Problem requirements
Look through the records below and copy each line that includes the word "chair".

Records from a data collection
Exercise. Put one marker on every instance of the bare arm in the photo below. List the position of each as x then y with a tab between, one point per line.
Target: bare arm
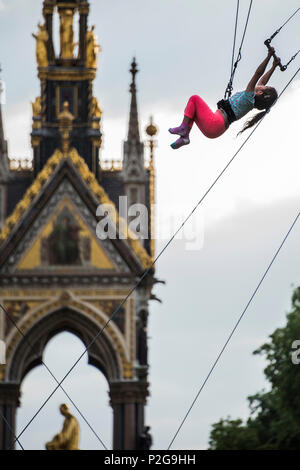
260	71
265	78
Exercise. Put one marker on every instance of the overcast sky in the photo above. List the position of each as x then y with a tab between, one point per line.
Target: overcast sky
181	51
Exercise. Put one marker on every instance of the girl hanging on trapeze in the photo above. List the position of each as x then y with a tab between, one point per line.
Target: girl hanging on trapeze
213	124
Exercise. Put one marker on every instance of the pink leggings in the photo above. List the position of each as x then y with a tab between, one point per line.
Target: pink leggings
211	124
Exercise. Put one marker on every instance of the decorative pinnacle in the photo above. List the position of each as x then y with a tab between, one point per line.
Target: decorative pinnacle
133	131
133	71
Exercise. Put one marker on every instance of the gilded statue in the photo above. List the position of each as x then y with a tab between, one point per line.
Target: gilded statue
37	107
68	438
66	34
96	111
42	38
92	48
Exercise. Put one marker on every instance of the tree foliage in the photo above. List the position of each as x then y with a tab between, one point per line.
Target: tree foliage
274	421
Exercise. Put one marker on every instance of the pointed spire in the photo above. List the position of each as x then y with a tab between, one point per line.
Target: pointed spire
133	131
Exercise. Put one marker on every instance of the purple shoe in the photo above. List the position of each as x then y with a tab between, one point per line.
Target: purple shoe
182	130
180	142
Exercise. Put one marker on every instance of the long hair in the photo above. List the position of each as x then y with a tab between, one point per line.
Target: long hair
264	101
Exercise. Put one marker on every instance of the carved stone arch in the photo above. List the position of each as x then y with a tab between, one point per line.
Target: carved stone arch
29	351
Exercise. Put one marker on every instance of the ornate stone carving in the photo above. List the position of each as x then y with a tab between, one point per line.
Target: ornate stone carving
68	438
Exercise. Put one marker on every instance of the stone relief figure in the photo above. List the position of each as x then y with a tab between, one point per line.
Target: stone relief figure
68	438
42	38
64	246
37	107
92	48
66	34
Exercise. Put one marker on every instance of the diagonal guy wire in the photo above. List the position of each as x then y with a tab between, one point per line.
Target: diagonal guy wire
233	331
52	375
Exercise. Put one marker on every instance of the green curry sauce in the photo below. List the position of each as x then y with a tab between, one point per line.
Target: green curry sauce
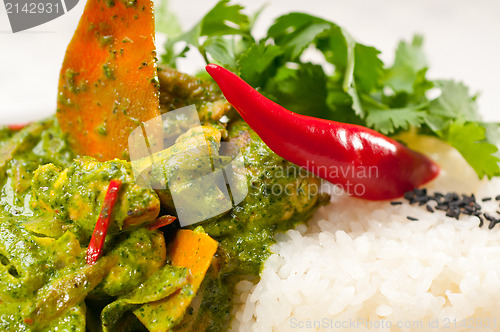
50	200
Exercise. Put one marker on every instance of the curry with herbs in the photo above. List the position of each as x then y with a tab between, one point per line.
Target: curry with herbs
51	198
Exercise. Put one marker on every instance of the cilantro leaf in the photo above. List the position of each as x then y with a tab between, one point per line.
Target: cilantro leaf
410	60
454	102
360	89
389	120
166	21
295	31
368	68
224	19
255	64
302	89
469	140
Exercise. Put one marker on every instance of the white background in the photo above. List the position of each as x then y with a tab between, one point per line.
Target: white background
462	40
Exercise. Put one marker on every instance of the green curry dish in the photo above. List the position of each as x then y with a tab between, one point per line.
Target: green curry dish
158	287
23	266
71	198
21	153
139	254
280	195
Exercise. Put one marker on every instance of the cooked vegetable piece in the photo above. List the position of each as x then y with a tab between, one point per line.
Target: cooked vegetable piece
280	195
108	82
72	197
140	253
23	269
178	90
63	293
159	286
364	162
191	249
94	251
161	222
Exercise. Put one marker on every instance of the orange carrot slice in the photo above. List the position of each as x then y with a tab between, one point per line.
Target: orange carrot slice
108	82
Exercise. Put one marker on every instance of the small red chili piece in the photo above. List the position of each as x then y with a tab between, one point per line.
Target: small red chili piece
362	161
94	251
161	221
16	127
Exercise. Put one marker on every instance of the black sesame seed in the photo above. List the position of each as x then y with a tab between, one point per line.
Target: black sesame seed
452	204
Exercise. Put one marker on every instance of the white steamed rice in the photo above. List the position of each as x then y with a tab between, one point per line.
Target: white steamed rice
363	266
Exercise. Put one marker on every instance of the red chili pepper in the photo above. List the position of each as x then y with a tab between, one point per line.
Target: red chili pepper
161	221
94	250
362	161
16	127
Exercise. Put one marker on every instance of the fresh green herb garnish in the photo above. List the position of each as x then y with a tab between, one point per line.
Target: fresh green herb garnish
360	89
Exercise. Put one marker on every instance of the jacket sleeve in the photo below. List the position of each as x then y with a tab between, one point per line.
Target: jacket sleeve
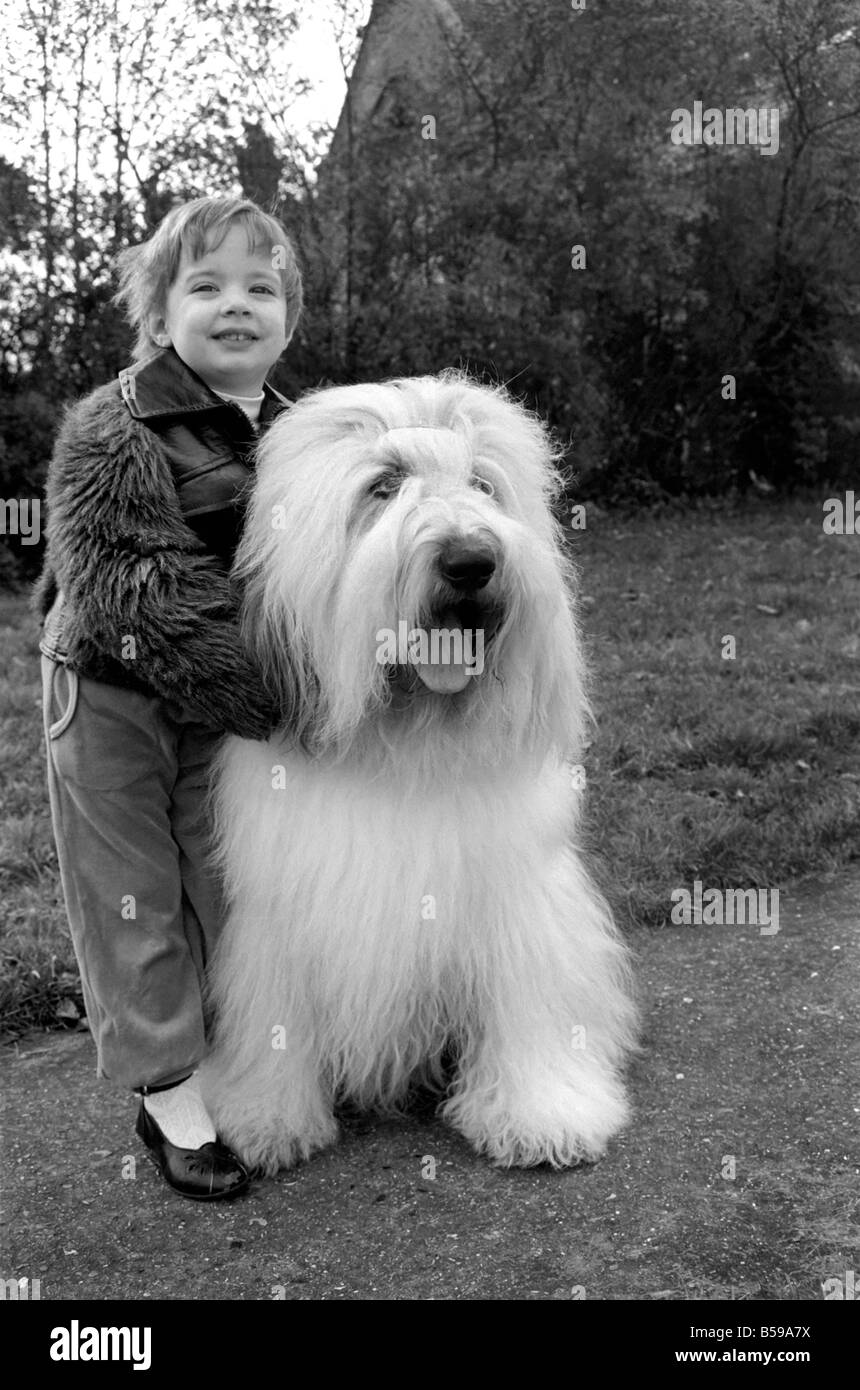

* * *

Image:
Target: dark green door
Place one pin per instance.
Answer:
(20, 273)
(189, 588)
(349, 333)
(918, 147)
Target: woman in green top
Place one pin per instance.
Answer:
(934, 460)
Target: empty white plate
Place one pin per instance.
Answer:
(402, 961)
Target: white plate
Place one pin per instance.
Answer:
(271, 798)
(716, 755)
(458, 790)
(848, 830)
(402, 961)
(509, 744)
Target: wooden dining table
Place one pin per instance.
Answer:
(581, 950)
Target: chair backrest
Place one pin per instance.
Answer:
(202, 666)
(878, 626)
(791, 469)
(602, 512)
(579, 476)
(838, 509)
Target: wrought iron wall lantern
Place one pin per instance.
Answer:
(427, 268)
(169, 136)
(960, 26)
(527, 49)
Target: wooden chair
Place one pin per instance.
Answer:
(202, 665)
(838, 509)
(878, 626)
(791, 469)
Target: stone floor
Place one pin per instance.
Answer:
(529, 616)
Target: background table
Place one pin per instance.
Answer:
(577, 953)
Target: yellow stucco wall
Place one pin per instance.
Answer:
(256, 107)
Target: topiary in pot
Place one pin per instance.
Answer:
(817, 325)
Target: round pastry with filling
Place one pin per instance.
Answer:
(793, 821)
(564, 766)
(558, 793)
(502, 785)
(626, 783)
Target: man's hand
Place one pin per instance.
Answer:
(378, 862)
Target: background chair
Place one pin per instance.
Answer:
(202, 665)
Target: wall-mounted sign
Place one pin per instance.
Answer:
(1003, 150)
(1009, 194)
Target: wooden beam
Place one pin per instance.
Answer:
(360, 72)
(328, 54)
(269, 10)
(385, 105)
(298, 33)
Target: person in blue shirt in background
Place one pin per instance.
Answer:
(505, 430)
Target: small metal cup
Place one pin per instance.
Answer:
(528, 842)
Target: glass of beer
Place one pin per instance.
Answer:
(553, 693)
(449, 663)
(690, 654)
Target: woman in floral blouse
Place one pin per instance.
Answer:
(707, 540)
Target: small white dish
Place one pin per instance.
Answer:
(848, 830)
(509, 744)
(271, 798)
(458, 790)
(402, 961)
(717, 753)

Answer to this exercise
Target: chair backrest
Target: wooden chair
Target: background chair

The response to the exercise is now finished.